La ristrutturazione del porto di Genova rappresenta una grande occasione di sviluppo per le attività dello scalo e per la città ma è anche oggetto di uno scontro politico. Il sindaco Marco Bucci, rieletto nel giugno scorso al primo turno, può vantare una quantità di progetti realizzati con successo dall’amministrazione comunale, anche in collaborazione con altri organismi e istituzioni: la nuova strada costruita a tamburo battente dopo il crollo di Ponte Morandi, la sistemazione delle famiglie evacuate, la ricostruzione del viadotto, la soluzione radicale, attesa da decenni, della questione di Begato, il successo del Salone Nautico, di Euroflora, mentre la ristrutturazione del Waterfront di Levante procede spedita. Ora, però, sul primo cittadino, ma anche sui presidenti della Regione e dell’Autorità portuale, incombono i problemi del porto. Nuova diga foranea, tunnel sub-portuale, cassoni a Pra’, riparazioni navali, riallocazione dei depositi chimici e altre questioni sono argomenti complessi che toccano molti interessi ed espongono le istituzioni alle proteste di chi si sente danneggiato e agli attacchi degli avversari politici. Sabato scorso a Pra’ e a Pegli un corteo ha manifestato contro l’estensione del porto di Pra’ e la fabbrica dei cassoni. A Sampierdarena cresce la mobilitazione contro la riallocazione dei depositi chimici di Attilio Carmagnani AC e Superba da Pegli-Multedo a Sampierdarena voluta dal sindaco.

(Record di origine)
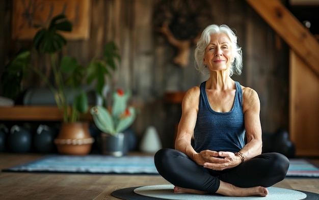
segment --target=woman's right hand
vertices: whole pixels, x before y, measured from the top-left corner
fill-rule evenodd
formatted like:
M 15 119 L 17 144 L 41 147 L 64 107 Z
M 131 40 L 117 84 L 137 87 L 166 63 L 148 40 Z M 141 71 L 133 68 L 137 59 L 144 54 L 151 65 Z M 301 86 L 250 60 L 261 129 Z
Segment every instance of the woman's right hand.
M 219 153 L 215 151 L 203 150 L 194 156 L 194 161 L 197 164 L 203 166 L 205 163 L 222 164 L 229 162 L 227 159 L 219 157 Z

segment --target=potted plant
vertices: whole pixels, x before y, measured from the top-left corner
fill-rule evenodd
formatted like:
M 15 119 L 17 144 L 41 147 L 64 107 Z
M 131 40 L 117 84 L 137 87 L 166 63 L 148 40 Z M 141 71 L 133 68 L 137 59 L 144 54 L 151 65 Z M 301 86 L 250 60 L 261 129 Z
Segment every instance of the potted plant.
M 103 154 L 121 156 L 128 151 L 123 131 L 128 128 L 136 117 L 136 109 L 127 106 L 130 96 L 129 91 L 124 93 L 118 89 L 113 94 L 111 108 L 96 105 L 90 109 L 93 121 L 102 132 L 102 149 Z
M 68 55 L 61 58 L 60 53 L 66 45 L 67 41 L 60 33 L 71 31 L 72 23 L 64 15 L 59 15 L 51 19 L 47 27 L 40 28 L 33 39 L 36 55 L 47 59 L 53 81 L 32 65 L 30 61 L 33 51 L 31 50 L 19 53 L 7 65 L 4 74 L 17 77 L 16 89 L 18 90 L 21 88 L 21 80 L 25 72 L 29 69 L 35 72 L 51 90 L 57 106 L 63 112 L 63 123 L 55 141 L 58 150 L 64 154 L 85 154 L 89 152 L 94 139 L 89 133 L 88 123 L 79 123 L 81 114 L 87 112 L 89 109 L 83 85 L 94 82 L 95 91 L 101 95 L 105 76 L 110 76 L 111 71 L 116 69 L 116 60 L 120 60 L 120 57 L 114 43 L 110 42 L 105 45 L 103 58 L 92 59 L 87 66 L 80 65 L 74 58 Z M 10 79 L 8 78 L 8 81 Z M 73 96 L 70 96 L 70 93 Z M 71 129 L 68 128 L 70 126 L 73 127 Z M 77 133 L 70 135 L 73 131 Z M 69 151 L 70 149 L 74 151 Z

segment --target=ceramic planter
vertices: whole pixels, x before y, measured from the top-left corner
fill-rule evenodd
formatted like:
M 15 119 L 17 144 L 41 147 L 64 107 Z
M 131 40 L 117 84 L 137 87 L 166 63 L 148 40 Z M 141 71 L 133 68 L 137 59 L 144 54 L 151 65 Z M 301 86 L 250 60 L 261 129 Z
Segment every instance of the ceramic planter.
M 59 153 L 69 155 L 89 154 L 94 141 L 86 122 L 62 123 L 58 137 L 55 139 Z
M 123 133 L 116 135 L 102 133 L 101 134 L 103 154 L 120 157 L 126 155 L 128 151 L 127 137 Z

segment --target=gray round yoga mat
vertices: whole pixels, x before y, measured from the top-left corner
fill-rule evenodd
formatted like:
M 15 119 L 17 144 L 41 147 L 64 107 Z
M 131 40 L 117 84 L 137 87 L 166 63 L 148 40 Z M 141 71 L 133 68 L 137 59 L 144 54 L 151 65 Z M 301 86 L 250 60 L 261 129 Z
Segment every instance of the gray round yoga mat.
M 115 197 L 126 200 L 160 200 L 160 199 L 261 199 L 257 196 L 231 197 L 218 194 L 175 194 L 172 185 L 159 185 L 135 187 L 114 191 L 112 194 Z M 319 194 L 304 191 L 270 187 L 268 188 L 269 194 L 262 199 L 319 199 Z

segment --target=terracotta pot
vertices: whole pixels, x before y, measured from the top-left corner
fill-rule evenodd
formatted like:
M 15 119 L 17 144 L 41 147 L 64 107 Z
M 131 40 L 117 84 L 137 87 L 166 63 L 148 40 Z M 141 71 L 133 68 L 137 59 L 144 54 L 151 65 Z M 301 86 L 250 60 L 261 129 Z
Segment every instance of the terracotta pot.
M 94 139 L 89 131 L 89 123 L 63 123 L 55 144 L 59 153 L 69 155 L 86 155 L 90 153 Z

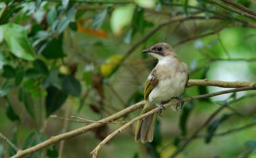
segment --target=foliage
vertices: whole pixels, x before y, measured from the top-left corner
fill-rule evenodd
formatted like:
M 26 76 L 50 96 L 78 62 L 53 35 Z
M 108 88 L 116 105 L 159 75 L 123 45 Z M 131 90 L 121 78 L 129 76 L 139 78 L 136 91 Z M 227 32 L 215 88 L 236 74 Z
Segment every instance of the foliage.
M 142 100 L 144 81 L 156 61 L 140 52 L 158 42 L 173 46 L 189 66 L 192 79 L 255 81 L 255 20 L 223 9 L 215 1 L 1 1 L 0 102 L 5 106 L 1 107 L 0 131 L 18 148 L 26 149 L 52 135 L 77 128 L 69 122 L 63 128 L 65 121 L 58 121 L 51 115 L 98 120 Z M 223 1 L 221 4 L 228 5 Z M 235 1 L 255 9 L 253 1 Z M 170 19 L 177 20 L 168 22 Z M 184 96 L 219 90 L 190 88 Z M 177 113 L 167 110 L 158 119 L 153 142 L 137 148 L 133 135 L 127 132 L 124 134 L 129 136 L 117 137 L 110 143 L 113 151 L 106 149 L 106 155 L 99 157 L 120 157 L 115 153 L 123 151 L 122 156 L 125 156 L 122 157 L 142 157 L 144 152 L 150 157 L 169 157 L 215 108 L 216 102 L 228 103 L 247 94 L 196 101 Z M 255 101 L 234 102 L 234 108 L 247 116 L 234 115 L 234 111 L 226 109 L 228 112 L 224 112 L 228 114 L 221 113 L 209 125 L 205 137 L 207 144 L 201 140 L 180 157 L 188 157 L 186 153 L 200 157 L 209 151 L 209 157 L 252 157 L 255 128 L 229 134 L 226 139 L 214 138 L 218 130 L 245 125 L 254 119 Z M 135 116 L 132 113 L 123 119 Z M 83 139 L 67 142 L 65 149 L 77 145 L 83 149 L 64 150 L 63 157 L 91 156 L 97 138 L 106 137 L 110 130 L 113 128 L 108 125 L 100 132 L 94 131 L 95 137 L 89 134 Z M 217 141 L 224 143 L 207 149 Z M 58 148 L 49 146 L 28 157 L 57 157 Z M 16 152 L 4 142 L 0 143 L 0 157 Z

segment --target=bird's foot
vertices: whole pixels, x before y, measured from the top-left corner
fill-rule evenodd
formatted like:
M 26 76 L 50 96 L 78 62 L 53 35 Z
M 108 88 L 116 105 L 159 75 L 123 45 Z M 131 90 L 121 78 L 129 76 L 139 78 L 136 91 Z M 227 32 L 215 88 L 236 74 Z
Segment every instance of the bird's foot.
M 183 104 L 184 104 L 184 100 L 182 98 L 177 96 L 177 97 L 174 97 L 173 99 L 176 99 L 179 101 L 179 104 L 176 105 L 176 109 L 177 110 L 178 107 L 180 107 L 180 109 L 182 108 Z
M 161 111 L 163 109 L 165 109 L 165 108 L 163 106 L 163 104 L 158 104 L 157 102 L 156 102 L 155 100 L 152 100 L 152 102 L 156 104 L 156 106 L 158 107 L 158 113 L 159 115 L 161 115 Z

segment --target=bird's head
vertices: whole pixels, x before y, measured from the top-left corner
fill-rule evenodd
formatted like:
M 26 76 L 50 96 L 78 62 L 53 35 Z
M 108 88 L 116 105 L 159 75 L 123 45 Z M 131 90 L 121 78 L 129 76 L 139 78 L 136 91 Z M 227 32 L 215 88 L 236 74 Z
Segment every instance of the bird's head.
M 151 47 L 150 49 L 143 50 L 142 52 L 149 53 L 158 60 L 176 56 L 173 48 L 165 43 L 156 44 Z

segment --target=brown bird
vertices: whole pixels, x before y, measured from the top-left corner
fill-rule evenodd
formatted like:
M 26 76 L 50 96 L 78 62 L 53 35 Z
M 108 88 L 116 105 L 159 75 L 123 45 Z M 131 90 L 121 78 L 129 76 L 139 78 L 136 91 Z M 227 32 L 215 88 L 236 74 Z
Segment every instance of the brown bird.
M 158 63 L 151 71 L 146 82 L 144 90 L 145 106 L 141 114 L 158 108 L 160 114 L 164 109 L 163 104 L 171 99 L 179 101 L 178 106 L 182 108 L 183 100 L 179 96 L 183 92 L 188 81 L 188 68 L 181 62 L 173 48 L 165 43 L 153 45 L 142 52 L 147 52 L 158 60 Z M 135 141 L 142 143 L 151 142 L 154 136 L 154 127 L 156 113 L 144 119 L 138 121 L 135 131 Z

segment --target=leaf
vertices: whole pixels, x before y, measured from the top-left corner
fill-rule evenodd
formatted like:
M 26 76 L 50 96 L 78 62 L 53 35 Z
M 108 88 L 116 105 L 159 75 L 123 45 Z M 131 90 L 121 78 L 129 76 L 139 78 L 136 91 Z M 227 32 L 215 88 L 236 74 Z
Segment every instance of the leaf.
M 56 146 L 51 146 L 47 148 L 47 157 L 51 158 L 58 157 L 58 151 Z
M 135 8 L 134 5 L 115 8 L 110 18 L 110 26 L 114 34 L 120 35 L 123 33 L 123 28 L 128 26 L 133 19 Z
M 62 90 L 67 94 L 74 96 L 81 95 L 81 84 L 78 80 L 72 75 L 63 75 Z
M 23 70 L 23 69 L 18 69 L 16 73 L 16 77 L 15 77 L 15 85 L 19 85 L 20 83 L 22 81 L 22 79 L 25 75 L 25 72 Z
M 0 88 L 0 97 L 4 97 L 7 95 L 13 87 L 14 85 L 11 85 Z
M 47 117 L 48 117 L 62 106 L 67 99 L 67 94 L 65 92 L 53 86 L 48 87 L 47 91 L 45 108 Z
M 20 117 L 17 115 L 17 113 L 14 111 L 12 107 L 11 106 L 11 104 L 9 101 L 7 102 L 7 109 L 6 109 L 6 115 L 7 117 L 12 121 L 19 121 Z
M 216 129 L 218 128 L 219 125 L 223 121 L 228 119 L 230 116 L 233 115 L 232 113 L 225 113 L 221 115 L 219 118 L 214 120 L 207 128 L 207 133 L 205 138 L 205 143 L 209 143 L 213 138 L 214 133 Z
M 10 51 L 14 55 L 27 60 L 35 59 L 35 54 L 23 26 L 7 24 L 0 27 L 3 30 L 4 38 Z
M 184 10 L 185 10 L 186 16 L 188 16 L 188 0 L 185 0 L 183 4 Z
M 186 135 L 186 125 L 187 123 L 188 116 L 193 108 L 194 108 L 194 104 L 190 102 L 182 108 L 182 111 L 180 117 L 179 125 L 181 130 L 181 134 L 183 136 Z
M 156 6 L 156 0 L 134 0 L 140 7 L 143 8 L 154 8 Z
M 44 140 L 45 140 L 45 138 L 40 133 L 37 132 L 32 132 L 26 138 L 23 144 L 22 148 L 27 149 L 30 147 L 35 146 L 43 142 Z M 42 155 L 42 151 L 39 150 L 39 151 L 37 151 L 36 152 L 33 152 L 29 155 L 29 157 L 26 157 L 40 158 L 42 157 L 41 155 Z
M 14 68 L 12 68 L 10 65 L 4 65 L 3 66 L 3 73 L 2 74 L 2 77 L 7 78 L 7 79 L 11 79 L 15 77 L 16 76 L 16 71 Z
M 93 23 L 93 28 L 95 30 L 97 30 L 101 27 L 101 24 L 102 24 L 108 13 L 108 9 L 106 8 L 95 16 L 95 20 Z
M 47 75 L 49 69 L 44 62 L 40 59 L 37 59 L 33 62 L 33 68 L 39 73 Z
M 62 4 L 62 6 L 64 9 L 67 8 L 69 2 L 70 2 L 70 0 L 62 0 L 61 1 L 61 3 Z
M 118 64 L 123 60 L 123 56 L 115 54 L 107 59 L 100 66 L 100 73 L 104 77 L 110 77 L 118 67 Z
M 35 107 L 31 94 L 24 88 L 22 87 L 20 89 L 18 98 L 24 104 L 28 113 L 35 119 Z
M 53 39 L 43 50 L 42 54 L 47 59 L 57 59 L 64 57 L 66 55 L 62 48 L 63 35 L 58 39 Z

Consegne:
1 - Elenca le questioni portuali che il brano sul porto di Genova nomina tra i problemi che incombono sul sindaco e sui presidenti della Regione e dell’Autorità portuale.
2 - Riprendi il brano sul porto di Genova dal punto in cui si interrompe e proseguilo.
Il materiale non ha alcun rapporto con il brano.

Risposte:
1 -
- Nuova diga foranea
- Tunnel sub-portuale
- Cassoni a Pra’
- Riparazioni navali
- Riallocazione dei depositi chimici

2 -
Finora le opposizioni per il porto non hanno avanzato proposte alternative. Claudio Burlando, che dopo il secondo mandato da presidente della Regione ha lasciato gli incarichi istituzionali e di partito ma non ha mai smesso di fare politica e in questi anni ha costruito una chat molto animata, “Vasta Liguria”, con circa 300 aderenti, sta organizzando un convegno sul porto per il 21 aprile. Anche il Pd ne vuol fare uno suo. Vedremo se da questi convegni verranno proposte alternative a quelle delle attuali amministrazioni. È possibile, la materia è ampia. Al momento, per esempio, si sta facendo strada l’idea di costruire i cassoni a Vado e non più a Pra’.
E per i depositi chimici? Qualcuno ha parlato di “opzione zero”. Prospettiva che appare poco attraente in una città che ha bisogno di lavoro, e anche improbabile in uno stato di diritto. Bisognerebbe provare che Carmagnani e Superba rappresentano un pericolo per la salute pubblica ma i riconoscimenti che le due società in questi anni hanno ottenuto dagli organi competenti e anche la loro gestione non confermano questa tesi.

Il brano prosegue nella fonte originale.